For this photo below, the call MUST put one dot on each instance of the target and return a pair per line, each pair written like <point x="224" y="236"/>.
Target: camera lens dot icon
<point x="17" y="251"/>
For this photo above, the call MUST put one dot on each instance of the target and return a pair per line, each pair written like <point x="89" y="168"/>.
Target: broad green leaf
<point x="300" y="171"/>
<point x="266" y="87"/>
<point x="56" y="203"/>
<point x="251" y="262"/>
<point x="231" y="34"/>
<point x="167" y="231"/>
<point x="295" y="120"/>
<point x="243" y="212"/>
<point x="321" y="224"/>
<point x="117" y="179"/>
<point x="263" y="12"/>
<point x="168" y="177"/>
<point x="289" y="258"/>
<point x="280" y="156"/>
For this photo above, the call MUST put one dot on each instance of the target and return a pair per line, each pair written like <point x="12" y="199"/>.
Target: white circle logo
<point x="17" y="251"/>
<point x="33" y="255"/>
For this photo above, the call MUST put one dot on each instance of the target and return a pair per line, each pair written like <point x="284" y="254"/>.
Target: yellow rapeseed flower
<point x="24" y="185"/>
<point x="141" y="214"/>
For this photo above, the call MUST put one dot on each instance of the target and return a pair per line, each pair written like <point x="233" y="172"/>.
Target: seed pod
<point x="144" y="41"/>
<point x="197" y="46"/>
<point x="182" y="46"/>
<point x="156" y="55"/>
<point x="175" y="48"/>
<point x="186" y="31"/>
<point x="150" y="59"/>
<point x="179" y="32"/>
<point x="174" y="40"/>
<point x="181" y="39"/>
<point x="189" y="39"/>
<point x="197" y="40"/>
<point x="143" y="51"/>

## Short task
Return each entry from above without altering a single character.

## Task solution
For this photo below, the call MUST put one dot on each instance of the target and return a pair per line, each pair written like <point x="224" y="236"/>.
Target: camera lens dot icon
<point x="17" y="251"/>
For this photo above, the call MUST put one dot on each instance of the target and return a pair per line, each pair written like <point x="89" y="168"/>.
Target: broad green leaf
<point x="300" y="171"/>
<point x="266" y="87"/>
<point x="56" y="203"/>
<point x="251" y="262"/>
<point x="231" y="34"/>
<point x="167" y="231"/>
<point x="295" y="120"/>
<point x="243" y="212"/>
<point x="321" y="224"/>
<point x="117" y="179"/>
<point x="263" y="12"/>
<point x="168" y="177"/>
<point x="289" y="258"/>
<point x="280" y="156"/>
For this photo above, the call MUST put one dot on each instance of the target and return a pair per line, each pair written like <point x="12" y="199"/>.
Target: white circle logo
<point x="17" y="251"/>
<point x="33" y="255"/>
For this photo above, the call MUST put one dot on each instance of the target and return a pair per line, each pair written like <point x="284" y="254"/>.
Target: yellow rapeseed flower
<point x="24" y="185"/>
<point x="141" y="214"/>
For this photo above, the call MUST put one dot on each instance of the target and return a pair per line, each pair written like <point x="233" y="172"/>.
Target: seed pod
<point x="144" y="41"/>
<point x="197" y="46"/>
<point x="182" y="46"/>
<point x="156" y="55"/>
<point x="175" y="48"/>
<point x="186" y="31"/>
<point x="150" y="59"/>
<point x="179" y="32"/>
<point x="174" y="40"/>
<point x="181" y="39"/>
<point x="189" y="39"/>
<point x="197" y="40"/>
<point x="143" y="51"/>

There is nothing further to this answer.